- [Extracted text]
Formerly called roux-en-Y, gastric bypass bariatric surgery is the most commonly performed bariatric procedure. The most important benefit of gastric bypass surgery, besides successful weight loss, is its ability to improve and often eliminate the medical diseases associated with obesity in more than 90%.
Diabetes, hypertension, as well as other medical problems are cured in a large majority of patients. Gastric bypass is both a restrictive and a malabsorptive procedure. The restrictive part of the procedure is the creation of the small stomach pouch with a small outlet. The malabsorptive part of the procedure involves cutting and then re-arranging the proximal small intestine.
Six small incisions are made to allow insertion of a small scope that is connected to a video camera and the tools needed to perform the operation.
The gastric bypass surgeon will divide the stomach into two sections, forming a small pouch of less than one ounce that serves as the new stomach. This limits the amount of food that can be eaten at one time. It also provides a feeling of fullness and satisfaction with smaller portions of food. The larger, remaining section of the stomach is still joined to the digestive tract and remains functional by continuing to secrete digestive juices; however, this part of the stomach no longer receives food.
During gastric bypass bariatric surgery, a section of the small intestine called the jejunum is then pulled up to directly connect to the small stomach pouch. The other end of the small intestine is surgically reconnected at a point further down the small intestine. The shape of the intestine now somewhat resembles a "Y." When food is eaten, it enters the new stomach, then travels into the lower part of the intestine, bypassing the lower stomach and upper part of the intestine.

- [Study questions]
a. Please summarize the gastric bypass text in two sentences.
b. Carry on the gastric bypass text from its final sentence.
The listing below this point is separate material, unrelated to the gastric bypass text.

- [Given data]
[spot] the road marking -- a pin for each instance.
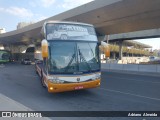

- [Results for the exercise]
a. Gastric bypass is the most commonly performed bariatric procedure, and besides producing weight loss it improves and often eliminates obesity-related diseases such as diabetes and hypertension. It restricts intake with a stomach pouch of less than one ounce and rearranges the small intestine so that food bypasses the lower stomach and upper part of the intestine.

b.
A major benefit of this rerouting is that the hormones promoting poor blood sugar control are almost immediately affected, often allowing patients to significantly reduce or eliminate their diabetes medications immediately after surgery. In addition, gastric bypass surgery seems to diminish the appetite and promote satiety or fullness.
Because the body absorbs fewer calories and nutrients, patients are at increased risk for nutritional deficiencies. Therefore, after gastric bypass surgery, it will be important to follow a physician's guidelines for nutritional supplementation.
This procedure can be performed as an open or laparoscopically. Laparoscopic gastric bypass surgery takes approximately 90 minutes and patients generally spend one or two days in the hospital. They may return to work in as soon as one week. Advantages of laparoscopic compared to open bypass include lesser blood loss, shorter hospitalization, reduced postoperative pain, faster recovery and fewer wound complications (incisional hernias and infections).
Weight loss is faster than with Lap-Band® surgery, with most patients losing more than 100 pounds or 65 to 70 percent of their target weight loss in the first year. Average weight loss is about 125 pounds in Beaumont patients.